Given text:
>>

As shown in fig. 4, the patterns of the first conductive layer 103 and the second conductive layer 105 are honeycomb-shaped in a planar structure. Generally, the pattern formed by etching is generally circular, and in the present embodiment, a honeycomb pattern is formed by adding an optical alignment process during etching. As can be seen from fig. 5, the chip areas of fig. 5 (a) and 5 (b) are equal, but the area of the margin region shown in fig. 5 (a) is much larger than that of fig. 5 (b), and thus it can be seen that the honeycomb pattern can more fully utilize the chip area than the circular pattern of the conductive pattern.

It is understood that, in order to increase the etching accuracy of the honeycomb pattern, the present embodiment may set optical marks at four corners of the honeycomb pattern, as shown in fig. 6, and each of the four corners of each hexagon is respectively set with an optical mark, and the optical marks are used for optical calibration.

The formation process of the capacitor memory is described below with reference to the manufacturing process of the capacitor memory, fig. 7 shows a flow chart of the manufacturing method of the capacitor memory, and fig. 8 shows a cross-sectional view of a staged intermediate structure of each process preparation stage in this example.

Referring to fig. 7, a method for manufacturing a storage capacitor according to an embodiment of the present invention includes the following steps:

s7501, a semiconductor substrate 100 is provided.

Exemplarily, as shown in (a) of fig. 8, the semiconductor substrate 100 may be an N-type or P-type silicon substrate. The material of the semiconductor substrate 100 includes one or more combinations of silicon, germanium, silicon carbide, gallium arsenide, and indium gallium arsenide, and the semiconductor substrate 100 may also be a silicon-on-insulator semiconductor substrate or a germanium-on-insulator semiconductor substrate.

S7502, forming a first mask layer 6201 on the semiconductor substrate 100.

<<

Given instruction 1: Rewrite the part of the records that opens with the line containing "the kitchen sink." and runs through the end of the records, swapping "Target" for "Label" and keeping everything else unchanged.

Given entries:
>>

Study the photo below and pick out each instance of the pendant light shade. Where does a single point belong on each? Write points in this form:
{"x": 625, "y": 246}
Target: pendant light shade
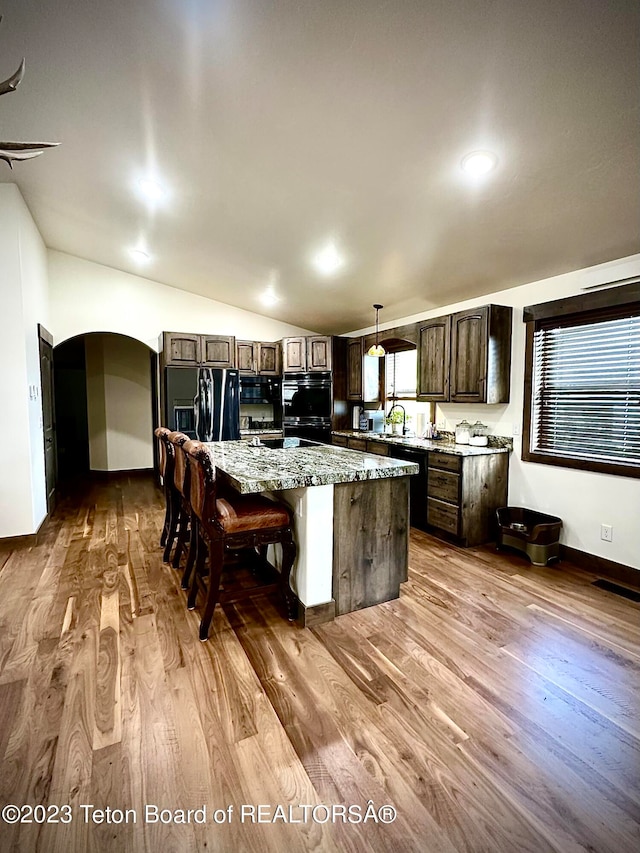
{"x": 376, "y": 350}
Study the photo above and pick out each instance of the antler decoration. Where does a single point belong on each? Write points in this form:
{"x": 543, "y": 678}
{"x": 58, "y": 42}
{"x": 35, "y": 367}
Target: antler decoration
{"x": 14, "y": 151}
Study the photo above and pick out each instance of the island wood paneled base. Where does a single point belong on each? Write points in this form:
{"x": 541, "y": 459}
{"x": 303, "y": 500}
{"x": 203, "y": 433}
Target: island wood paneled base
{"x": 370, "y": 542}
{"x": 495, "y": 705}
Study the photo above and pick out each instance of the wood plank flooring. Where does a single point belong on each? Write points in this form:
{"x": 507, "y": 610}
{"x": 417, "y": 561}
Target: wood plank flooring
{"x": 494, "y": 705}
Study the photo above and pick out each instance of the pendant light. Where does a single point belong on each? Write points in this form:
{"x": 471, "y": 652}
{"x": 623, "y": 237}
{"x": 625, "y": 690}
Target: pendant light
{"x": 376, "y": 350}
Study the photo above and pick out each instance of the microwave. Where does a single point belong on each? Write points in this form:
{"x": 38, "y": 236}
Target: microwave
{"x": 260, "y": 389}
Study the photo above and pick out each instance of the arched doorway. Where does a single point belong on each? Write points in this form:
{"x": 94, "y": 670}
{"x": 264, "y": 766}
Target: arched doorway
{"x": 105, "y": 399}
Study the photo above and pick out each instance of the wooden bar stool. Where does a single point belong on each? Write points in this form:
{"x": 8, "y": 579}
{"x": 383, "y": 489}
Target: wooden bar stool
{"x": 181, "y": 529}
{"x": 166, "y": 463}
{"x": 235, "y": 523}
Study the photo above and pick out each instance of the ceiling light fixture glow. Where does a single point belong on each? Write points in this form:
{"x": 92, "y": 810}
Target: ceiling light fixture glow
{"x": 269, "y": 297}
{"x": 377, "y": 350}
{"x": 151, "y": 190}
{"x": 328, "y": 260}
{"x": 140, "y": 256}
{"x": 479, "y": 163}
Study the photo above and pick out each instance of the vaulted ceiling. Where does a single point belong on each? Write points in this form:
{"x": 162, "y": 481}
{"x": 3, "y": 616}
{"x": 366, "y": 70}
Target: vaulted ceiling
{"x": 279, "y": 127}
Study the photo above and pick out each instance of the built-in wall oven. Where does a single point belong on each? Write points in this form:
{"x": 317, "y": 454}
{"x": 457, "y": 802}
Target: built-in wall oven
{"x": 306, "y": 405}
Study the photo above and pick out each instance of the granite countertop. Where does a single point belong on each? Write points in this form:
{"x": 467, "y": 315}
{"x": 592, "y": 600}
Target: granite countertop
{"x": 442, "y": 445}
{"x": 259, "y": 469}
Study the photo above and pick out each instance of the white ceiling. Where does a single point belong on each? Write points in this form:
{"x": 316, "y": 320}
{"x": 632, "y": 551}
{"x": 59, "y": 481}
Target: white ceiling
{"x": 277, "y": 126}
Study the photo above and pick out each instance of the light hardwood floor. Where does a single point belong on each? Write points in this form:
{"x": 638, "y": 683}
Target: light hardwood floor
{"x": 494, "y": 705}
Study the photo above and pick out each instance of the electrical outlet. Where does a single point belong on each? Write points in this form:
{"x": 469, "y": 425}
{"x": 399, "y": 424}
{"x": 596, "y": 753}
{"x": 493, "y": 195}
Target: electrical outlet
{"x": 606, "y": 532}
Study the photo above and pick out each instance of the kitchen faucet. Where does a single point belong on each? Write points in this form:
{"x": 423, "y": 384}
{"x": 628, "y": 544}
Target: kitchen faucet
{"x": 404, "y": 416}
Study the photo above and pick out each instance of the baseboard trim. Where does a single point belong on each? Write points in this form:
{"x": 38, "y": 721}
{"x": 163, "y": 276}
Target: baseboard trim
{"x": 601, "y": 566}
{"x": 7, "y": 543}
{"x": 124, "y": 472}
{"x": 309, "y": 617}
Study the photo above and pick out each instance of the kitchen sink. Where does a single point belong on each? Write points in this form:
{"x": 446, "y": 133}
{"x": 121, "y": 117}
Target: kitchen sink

<<

Given instruction 2: Set down the entire capacitor memory text again, word for word.

Solution 1:
Study the photo above and pick out each instance of the kitchen sink. Where does a single point belong on each? Write points in this form:
{"x": 446, "y": 133}
{"x": 121, "y": 117}
Label: kitchen sink

Solution 2:
As shown in fig. 4, the patterns of the first conductive layer 103 and the second conductive layer 105 are honeycomb-shaped in a planar structure. Generally, the pattern formed by etching is generally circular, and in the present embodiment, a honeycomb pattern is formed by adding an optical alignment process during etching. As can be seen from fig. 5, the chip areas of fig. 5 (a) and 5 (b) are equal, but the area of the margin region shown in fig. 5 (a) is much larger than that of fig. 5 (b), and thus it can be seen that the honeycomb pattern can more fully utilize the chip area than the circular pattern of the conductive pattern.

It is understood that, in order to increase the etching accuracy of the honeycomb pattern, the present embodiment may set optical marks at four corners of the honeycomb pattern, as shown in fig. 6, and each of the four corners of each hexagon is respectively set with an optical mark, and the optical marks are used for optical calibration.

The formation process of the capacitor memory is described below with reference to the manufacturing process of the capacitor memory, fig. 7 shows a flow chart of the manufacturing method of the capacitor memory, and fig. 8 shows a cross-sectional view of a staged intermediate structure of each process preparation stage in this example.

Referring to fig. 7, a method for manufacturing a storage capacitor according to an embodiment of the present invention includes the following steps:

s7501, a semiconductor substrate 100 is provided.

Exemplarily, as shown in (a) of fig. 8, the semiconductor substrate 100 may be an N-type or P-type silicon substrate. The material of the semiconductor substrate 100 includes one or more combinations of silicon, germanium, silicon carbide, gallium arsenide, and indium gallium arsenide, and the semiconductor substrate 100 may also be a silicon-on-insulator semiconductor substrate or a germanium-on-insulator semiconductor substrate.

S7502, forming a first mask layer 6201 on the semiconductor substrate 100.